**Tarefa a**
De acordo com o texto sobre o Talibã, qual líder do grupo morreu em 2003?

O Talibã, grupo que virou sinônimo de radicalismo fundamentalista islâmico, voltou ao poder no Afeganistão após 20 anos. Suas tropas entraram em Cabul pela primeira vez desde 13 de outubro de 2001, quando tiveram de se retirar da capital sob as bombas norte-americanas e britânicas que abriram caminho para forças adversárias da chamada Aliança do Norte.
Em 1994, o movimento do Talibã ("estudantes de religião") apareceu no Afeganistão, um país devastado pela guerra contra os soviéticos (1979-1989) e enfrentando uma luta fratricida entre mujahedines desde a queda do regime comunista em Cabul, em 1992.
Formados nas madrasas (escolas corânicas) do vizinho Paquistão, onde esse grupo de islâmicos sunitas encontrou refúgio durante o conflito com os soviéticos, os talibãs eram liderados pelo misterioso mulá Mohamad Omar, que morreu em 2003.
O mulá Akhtar Mansur o sucedeu e foi assassinado em 2016 no Paquistão. Atualmente, o Talibã é liderado por Haibatullah Akhundzada, enquanto o mulá Abdul Ghani Baradar, co-fundador do movimento, chefia a ala política.
Como a maioria da população afegã, são essencialmente pashtuns, o grupo étnico que dominou o país quase ininterruptamente por dois séculos.
O que defendem?
O Talibã nunca escondeu o que quer: a ressurreição completa de seu emirado islâmico que governou o Afeganistão entre 1996 e 2001.
Muitas análises foram realizadas para determinar exatamente como atingiriam seu objetivo: por meio do diálogo, da força, ou com uma combinação de ambos.
No final, sua estratégia militar provou ser suficiente: aplacar as forças do governo com vários ataques a vários alvos em todo país.
Para isso, primeiro negociaram a saída de tropas americanas e estrangeiras do território afegão, por meio de um acordo com os Estados Unidos, país cansado após mais de 20 anos de guerra. Também prometeram não atacar alvos americanos em troca de sua retirada.

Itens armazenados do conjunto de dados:
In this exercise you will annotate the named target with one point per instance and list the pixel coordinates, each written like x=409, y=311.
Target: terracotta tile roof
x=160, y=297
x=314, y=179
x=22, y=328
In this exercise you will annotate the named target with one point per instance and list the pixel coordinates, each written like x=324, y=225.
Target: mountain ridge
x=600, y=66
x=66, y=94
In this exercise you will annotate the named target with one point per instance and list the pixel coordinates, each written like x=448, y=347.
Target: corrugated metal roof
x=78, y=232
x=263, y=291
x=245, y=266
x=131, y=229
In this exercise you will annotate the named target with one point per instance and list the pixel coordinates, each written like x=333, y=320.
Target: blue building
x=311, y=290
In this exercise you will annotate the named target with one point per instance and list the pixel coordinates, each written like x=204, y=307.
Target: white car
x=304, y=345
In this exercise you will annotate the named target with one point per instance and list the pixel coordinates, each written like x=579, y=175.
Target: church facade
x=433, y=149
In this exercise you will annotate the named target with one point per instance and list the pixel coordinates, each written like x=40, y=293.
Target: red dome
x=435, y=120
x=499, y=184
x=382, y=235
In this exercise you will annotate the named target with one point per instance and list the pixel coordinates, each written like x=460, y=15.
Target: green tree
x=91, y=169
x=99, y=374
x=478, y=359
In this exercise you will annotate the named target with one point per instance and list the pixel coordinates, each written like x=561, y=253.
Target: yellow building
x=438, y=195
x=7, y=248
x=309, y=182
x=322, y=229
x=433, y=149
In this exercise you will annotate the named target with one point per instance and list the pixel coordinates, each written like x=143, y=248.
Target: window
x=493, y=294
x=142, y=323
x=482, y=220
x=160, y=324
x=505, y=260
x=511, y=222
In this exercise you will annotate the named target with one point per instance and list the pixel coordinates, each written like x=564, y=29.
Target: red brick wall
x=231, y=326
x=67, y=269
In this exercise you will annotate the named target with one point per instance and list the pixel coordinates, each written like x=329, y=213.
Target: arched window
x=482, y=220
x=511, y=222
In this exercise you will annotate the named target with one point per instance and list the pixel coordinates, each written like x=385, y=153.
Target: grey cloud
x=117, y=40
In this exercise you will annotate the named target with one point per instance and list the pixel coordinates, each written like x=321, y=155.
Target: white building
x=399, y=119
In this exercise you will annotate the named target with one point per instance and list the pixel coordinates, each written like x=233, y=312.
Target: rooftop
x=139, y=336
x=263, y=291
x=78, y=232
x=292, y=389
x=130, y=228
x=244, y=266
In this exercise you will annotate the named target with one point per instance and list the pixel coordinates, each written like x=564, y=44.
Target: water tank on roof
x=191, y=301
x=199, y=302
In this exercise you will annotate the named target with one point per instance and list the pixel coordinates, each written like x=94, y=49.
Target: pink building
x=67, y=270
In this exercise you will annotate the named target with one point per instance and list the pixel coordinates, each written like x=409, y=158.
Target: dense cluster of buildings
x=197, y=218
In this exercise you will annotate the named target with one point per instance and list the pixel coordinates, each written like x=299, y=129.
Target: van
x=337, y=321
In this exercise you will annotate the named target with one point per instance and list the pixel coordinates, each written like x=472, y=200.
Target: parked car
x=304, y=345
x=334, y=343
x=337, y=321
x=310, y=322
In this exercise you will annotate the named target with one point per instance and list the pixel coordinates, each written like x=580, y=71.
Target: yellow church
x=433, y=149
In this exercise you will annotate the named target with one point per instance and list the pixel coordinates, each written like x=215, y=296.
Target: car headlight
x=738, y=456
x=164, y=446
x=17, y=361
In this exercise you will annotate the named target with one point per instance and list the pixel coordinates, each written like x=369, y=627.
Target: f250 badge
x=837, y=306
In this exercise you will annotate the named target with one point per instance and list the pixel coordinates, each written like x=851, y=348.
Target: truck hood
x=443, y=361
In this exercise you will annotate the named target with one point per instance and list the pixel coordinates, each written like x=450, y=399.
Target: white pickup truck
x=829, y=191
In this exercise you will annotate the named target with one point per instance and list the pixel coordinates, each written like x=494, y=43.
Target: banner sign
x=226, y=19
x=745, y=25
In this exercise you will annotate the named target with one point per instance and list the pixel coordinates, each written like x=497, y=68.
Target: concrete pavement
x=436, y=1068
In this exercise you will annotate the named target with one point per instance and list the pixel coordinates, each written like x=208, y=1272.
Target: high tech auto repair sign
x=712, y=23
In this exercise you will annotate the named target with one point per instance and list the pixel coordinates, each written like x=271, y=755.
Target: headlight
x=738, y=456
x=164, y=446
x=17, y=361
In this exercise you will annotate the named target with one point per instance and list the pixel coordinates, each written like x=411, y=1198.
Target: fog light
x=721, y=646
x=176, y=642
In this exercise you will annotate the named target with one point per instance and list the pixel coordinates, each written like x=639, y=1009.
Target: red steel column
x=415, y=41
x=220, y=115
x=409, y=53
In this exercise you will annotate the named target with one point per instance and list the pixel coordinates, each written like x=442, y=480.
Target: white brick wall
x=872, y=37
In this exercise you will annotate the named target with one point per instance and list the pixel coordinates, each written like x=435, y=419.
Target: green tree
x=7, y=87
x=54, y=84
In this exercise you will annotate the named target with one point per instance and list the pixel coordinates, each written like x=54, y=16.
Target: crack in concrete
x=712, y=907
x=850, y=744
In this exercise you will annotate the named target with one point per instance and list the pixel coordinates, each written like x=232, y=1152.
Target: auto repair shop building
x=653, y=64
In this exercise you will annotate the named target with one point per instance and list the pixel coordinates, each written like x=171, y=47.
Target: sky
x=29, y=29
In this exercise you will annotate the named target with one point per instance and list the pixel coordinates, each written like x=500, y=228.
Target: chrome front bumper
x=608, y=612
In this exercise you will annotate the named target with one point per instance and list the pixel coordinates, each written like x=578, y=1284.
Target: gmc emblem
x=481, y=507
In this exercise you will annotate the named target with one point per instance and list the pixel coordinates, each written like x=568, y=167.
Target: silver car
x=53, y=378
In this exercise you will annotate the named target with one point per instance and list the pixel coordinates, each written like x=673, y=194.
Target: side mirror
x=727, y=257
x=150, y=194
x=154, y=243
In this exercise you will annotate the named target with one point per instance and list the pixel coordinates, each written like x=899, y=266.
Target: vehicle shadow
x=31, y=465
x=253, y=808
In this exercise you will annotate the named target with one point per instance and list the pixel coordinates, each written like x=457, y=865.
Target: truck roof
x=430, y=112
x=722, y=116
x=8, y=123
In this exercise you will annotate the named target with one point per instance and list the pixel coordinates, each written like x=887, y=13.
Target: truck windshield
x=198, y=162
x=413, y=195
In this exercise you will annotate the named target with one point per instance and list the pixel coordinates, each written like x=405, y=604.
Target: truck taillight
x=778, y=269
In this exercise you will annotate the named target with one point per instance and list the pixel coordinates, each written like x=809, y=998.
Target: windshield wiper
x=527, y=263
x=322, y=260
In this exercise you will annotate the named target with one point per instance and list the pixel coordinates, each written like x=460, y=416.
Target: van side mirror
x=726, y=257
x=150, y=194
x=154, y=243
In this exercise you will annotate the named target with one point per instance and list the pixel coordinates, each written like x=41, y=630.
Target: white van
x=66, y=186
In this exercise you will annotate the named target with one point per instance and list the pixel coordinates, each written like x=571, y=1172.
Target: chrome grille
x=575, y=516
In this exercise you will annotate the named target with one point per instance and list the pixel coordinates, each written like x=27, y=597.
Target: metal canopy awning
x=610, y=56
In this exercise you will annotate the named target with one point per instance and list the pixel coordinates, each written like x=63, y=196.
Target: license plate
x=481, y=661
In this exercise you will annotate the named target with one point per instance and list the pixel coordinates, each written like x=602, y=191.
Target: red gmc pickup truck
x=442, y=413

**Tarefa b**
Transcreva nos registros, sem alteração, desde a linha que contém "like x=409, y=158." até a linha que contém "x=712, y=23", incluindo as duas.

**Resposta completa a**
O mulá Mohamad Omar.

**Resposta completa b**
In this exercise you will annotate the named target with one point per instance and list the pixel coordinates, each written like x=409, y=158.
Target: dense cluster of buildings
x=197, y=218
In this exercise you will annotate the named target with one point per instance and list the pixel coordinates, each written like x=299, y=129.
Target: van
x=337, y=321
In this exercise you will annotate the named target with one point per instance and list the pixel coordinates, each written like x=472, y=200.
Target: parked car
x=304, y=345
x=334, y=343
x=337, y=321
x=310, y=322
In this exercise you will annotate the named target with one point per instance and list the pixel coordinates, each written like x=580, y=71.
Target: yellow church
x=433, y=149
In this exercise you will annotate the named target with one point per instance and list the pixel coordinates, each written like x=215, y=296.
Target: car headlight
x=738, y=456
x=164, y=446
x=17, y=361
In this exercise you will annotate the named target with one point per instance and list the pixel coordinates, each written like x=369, y=627.
Target: f250 badge
x=837, y=306
In this exercise you will annotate the named target with one point per instance and list the pixel coordinates, each written like x=851, y=348.
Target: truck hood
x=443, y=361
In this exercise you will annotate the named target with one point per instance and list the pixel coordinates, each written like x=450, y=399.
Target: white pickup truck
x=829, y=191
In this exercise you will annotate the named target with one point per instance and list the pixel coordinates, each written like x=494, y=43.
Target: banner sign
x=226, y=19
x=745, y=25
In this exercise you will annotate the named target with one point per instance and list the pixel coordinates, each written like x=497, y=68.
Target: concrete pavement
x=436, y=1068
In this exercise you will annotate the named target with one point per instance and list the pixel coordinates, each written like x=208, y=1272.
Target: high tech auto repair sign
x=712, y=23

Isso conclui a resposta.